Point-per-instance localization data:
»»

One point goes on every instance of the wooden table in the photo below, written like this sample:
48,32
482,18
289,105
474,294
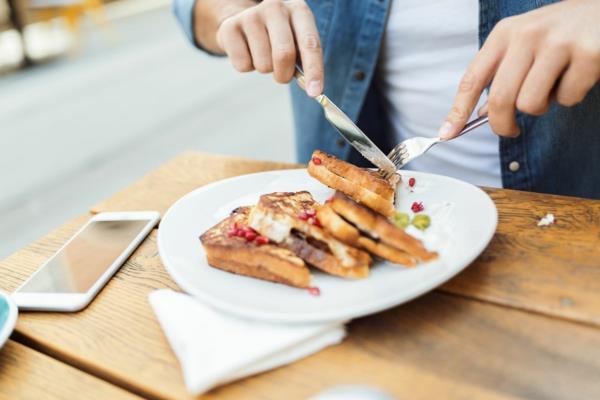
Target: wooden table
523,321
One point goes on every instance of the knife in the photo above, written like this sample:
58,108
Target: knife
349,131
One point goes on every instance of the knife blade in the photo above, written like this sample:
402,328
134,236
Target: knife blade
349,131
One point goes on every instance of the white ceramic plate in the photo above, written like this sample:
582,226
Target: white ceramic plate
8,318
463,217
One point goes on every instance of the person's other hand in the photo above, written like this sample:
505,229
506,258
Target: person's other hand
267,38
533,58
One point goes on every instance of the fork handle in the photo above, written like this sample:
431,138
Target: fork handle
476,123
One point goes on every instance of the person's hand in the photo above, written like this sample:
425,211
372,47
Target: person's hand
533,58
268,37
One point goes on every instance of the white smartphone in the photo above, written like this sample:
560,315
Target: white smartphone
73,276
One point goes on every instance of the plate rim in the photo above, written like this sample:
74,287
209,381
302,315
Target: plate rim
11,320
322,317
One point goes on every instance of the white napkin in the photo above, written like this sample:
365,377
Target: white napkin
214,348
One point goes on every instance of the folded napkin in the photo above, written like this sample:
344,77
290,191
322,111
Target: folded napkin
215,348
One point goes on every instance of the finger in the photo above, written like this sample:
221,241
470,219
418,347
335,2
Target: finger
577,81
233,42
282,44
476,78
258,42
505,89
309,46
536,91
483,110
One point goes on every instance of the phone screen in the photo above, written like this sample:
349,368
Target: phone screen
78,265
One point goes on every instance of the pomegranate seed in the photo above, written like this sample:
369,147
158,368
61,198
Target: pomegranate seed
314,291
260,240
417,207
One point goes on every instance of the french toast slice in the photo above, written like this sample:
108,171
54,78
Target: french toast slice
346,232
250,258
378,228
363,185
289,219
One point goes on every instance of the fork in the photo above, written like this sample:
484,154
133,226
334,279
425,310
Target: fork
410,149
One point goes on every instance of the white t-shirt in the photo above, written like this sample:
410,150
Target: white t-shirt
427,47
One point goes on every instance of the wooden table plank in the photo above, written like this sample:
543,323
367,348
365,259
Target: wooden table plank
437,346
553,270
27,374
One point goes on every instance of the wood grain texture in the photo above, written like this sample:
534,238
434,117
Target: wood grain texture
440,345
26,374
437,346
184,173
553,270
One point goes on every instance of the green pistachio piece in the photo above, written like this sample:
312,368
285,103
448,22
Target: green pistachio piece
401,220
421,221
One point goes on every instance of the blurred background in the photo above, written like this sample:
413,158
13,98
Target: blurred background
94,94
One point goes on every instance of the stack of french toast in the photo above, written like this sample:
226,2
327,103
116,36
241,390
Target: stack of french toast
283,235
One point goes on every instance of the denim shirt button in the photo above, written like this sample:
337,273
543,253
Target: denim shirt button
359,75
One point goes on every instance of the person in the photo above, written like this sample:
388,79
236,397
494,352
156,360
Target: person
425,67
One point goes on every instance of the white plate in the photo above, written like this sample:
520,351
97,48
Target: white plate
8,317
464,220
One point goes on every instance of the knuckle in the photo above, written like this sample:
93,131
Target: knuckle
468,82
568,99
503,26
242,64
251,19
311,41
529,31
589,53
284,54
530,106
498,101
263,66
298,5
558,44
272,5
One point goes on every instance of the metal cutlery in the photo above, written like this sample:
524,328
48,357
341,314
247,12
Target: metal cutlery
352,133
410,149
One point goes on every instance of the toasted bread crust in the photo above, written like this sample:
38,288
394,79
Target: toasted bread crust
256,271
235,254
345,231
350,188
337,226
276,214
387,252
379,227
362,177
322,259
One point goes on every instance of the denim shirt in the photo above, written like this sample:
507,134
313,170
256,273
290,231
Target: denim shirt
558,152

««

▸ **Directions**: The response should contain only a verbatim copy of the lines from the line with "One point goes on every instance of the toasted" to the final line of the records.

▸ **Completed task**:
One point goes on every instance of the toasted bread crust in the photo above, written like this sample:
38,288
394,79
Target: toasted bread crust
256,271
235,254
345,231
350,188
337,226
276,214
387,252
379,227
362,177
322,259
One point goes on every instance of the denim shirt in the photo above, written like this sample:
507,134
313,170
256,273
290,231
Target: denim shirt
558,152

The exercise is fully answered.